[Records of labeled points]
:::::

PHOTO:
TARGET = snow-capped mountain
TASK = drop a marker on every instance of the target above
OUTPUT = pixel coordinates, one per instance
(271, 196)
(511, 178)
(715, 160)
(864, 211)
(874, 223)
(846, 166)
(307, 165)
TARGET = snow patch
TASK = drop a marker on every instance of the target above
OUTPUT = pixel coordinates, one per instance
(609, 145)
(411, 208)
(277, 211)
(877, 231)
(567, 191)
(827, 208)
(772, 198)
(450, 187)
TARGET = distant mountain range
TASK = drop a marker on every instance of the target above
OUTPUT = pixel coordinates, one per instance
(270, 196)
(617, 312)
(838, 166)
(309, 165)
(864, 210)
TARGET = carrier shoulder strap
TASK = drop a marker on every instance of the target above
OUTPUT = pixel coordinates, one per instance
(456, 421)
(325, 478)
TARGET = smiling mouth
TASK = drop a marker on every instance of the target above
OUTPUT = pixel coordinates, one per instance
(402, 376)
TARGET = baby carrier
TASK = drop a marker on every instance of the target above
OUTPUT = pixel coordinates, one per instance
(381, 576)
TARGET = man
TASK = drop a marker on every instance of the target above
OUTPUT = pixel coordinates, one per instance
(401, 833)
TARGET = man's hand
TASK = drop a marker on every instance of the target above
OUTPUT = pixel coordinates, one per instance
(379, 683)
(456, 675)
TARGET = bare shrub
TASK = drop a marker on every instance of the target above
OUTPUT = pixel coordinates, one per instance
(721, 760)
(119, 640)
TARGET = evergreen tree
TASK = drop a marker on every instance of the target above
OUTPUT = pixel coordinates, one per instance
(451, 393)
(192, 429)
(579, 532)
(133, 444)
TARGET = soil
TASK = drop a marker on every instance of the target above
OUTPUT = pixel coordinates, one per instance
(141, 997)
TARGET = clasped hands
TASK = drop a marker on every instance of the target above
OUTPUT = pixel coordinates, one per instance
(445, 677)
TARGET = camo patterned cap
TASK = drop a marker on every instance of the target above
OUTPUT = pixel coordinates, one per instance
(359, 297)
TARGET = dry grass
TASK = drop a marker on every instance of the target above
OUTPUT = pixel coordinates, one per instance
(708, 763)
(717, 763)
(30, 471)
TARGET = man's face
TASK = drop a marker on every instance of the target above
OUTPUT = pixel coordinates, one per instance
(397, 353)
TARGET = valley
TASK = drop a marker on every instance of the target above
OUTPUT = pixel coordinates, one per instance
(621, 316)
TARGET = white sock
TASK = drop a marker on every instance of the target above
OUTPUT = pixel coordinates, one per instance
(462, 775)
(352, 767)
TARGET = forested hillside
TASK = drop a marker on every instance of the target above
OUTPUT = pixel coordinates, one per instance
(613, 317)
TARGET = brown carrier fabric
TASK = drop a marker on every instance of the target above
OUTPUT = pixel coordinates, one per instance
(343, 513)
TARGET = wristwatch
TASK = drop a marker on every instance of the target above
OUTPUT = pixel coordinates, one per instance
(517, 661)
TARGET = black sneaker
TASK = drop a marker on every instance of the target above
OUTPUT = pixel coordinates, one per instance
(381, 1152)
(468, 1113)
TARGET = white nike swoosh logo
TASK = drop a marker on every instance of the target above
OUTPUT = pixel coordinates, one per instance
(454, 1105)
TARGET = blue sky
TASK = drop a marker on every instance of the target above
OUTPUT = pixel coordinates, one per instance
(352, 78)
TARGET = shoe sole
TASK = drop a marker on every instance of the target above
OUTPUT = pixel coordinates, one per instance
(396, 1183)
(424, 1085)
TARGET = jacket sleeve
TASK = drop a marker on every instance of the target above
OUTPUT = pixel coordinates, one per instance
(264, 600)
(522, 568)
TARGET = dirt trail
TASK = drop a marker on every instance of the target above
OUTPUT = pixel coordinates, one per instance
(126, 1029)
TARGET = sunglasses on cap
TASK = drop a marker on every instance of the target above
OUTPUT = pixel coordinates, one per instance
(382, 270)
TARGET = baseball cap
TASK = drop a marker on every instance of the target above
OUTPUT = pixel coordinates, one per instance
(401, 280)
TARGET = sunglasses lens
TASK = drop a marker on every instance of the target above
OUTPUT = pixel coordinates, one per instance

:::::

Problem description: All of the lines above must be returned exactly.

Final answer:
PHOTO:
TARGET = snow-capped mountain
TASK = drop a marker on every instance of the target above
OUTPUT = pixel coordinates, one per instance
(271, 196)
(511, 178)
(715, 160)
(864, 211)
(874, 223)
(846, 166)
(307, 165)
TARGET = snow patch
TASK = drop a marker on every instance of the target above
OUTPUT = pixel coordinates, one per instance
(609, 145)
(411, 208)
(277, 211)
(877, 231)
(567, 191)
(827, 208)
(772, 198)
(450, 187)
TARGET = distant mountain range
TASK = drop a marker on every instance of the target above
OUTPUT = pixel coordinates, one per instance
(270, 196)
(617, 312)
(838, 166)
(309, 165)
(864, 210)
TARGET = carrier shoulder strap
TASK = drop a marker on every instance of the target above
OUTPUT = pixel coordinates, one per instance
(456, 421)
(325, 478)
TARGET = smiling mouth
TASK = drop a marker on every instance of the target above
OUTPUT = pixel coordinates, one per instance
(402, 376)
TARGET = baby carrier
TASK = drop a marker on every instance of the target above
OUTPUT = pixel coordinates, one per instance
(381, 576)
TARGET = man
TASK = drop a marker on every instance of the target above
OUTPUT = pixel coordinates, one per instance
(401, 833)
TARGET = man's hand
TASK = drop a marker on every instance of the target above
OUTPUT = pixel coordinates, one per instance
(379, 683)
(456, 675)
TARGET = bare shrub
TASK = drop a marker on every instance of the target above
OUTPUT = pixel coordinates, one per instance
(721, 760)
(119, 640)
TARGET = evergreen tree
TASK = drop a marker on every instance of the target above
OUTPUT = pixel coordinates, one per instance
(451, 393)
(192, 429)
(579, 532)
(133, 444)
TARGET = soil
TASK = drop a marker on every instance of the target above
OUTPUT = pixel coordinates, one per instance
(141, 997)
TARGET = clasped hands
TASK = drop a marker on every instance of the target above
OUTPUT = pixel coordinates, one per instance
(445, 677)
TARGET = camo patterned cap
TASK = drop a marker on every instance of the target above
OUTPUT = pixel coordinates, one per instance
(359, 297)
TARGET = dry grass
TASK = drop a marker on every instance of the target above
OUTPUT = pixel coordinates, one per instance
(708, 763)
(717, 763)
(30, 471)
TARGET = man's face
TASK = drop a marker on every instance of the target above
OUTPUT = pixel coordinates, one per instance
(397, 353)
TARGET = valley
TASK = drop a marker on every instance of the target above
OUTPUT = pixel coordinates, one per instance
(621, 316)
TARGET = white sock
TASK = drop a marker on every instance of the target above
OUTPUT = pixel coordinates, one per instance
(462, 775)
(352, 767)
TARGET = forested hillside
TASK = drop a marker on every instance of the target above
OUTPUT = pixel coordinates, one per instance
(613, 317)
TARGET = brown carrier fabric
TASK = drop a marker on every instance of the target above
OUTPUT = pixel coordinates, one per instance
(343, 513)
TARGET = wristwatch
TASK = drop a marker on every instance of the target above
OUTPUT = pixel coordinates, one per instance
(517, 661)
TARGET = black sneaker
TASK = drop a marker on every instance of the target above
OUTPUT = pixel coordinates, one per instance
(381, 1152)
(468, 1113)
TARGET = white nike swoosh logo
TASK = drop a marker on every instance of the target above
OUTPUT = pixel coordinates, one per instance
(454, 1105)
TARGET = blue sky
TASK = drop a marker on every instance of the target above
OUTPUT = pixel coordinates, one per instance
(352, 78)
TARGET = shoe sole
TASK = drop a marker on every instance of the target above
OUTPUT = pixel coordinates, one per instance
(396, 1183)
(424, 1085)
TARGET = jacket sleeve
TASK = drop a marker on every instance of the target above
OUTPUT = pixel coordinates, one per instance
(264, 600)
(522, 568)
TARGET = dirt trail
TASK = drop a marker on every instance of the target above
OUTPUT = pixel coordinates, one per instance
(126, 1029)
TARGET = sunglasses on cap
TASK = drop a marker on every instance of the target above
OUTPUT = pixel coordinates, one per instance
(382, 270)
TARGET = baseball cap
TASK = drop a marker on every instance of the target above
OUTPUT = pixel coordinates, one per instance
(401, 280)
TARGET = sunglasses lens
TASK = drop a marker on every instance of the target above
OUTPUT = pixel coordinates, one per instance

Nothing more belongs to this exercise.